[Stored data entries]
==========

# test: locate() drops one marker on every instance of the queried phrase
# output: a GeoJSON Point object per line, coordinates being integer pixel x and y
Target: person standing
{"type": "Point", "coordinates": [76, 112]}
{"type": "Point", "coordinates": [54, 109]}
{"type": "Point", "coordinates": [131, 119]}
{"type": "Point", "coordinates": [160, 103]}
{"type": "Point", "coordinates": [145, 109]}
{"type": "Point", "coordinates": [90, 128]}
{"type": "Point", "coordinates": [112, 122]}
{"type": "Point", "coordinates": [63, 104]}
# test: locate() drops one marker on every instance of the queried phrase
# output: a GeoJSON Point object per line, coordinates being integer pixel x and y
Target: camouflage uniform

==========

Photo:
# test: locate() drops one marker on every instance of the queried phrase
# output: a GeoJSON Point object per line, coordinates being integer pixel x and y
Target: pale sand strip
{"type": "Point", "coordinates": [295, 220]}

==========

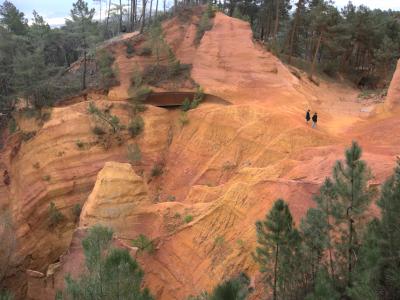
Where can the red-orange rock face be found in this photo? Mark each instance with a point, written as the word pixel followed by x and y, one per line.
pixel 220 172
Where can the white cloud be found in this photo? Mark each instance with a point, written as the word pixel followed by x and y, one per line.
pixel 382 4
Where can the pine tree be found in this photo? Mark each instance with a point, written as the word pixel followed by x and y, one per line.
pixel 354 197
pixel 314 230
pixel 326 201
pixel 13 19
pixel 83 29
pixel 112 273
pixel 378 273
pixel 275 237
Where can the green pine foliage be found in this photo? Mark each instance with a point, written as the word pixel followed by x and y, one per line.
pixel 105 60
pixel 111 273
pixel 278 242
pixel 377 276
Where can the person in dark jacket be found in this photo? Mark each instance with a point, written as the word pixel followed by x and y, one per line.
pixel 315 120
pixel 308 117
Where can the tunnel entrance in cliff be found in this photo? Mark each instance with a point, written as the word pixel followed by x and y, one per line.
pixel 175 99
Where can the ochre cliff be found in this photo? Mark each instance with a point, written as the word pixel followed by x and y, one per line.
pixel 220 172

==========

**WHAT THIS TASK INVOLVES:** Copy the lines above exactly. Start with the line containing "Target: person standing", end with the line containing "Target: camouflage uniform", and include both.

**EXPECTED OUTPUT:**
Target: person standing
{"type": "Point", "coordinates": [76, 112]}
{"type": "Point", "coordinates": [54, 109]}
{"type": "Point", "coordinates": [131, 119]}
{"type": "Point", "coordinates": [160, 103]}
{"type": "Point", "coordinates": [145, 109]}
{"type": "Point", "coordinates": [90, 128]}
{"type": "Point", "coordinates": [112, 122]}
{"type": "Point", "coordinates": [63, 104]}
# test: locate() drops one marker on every instance of the queried phrase
# output: a GeoJSON Point object per line, coordinates being integer pixel x and y
Target: camouflage uniform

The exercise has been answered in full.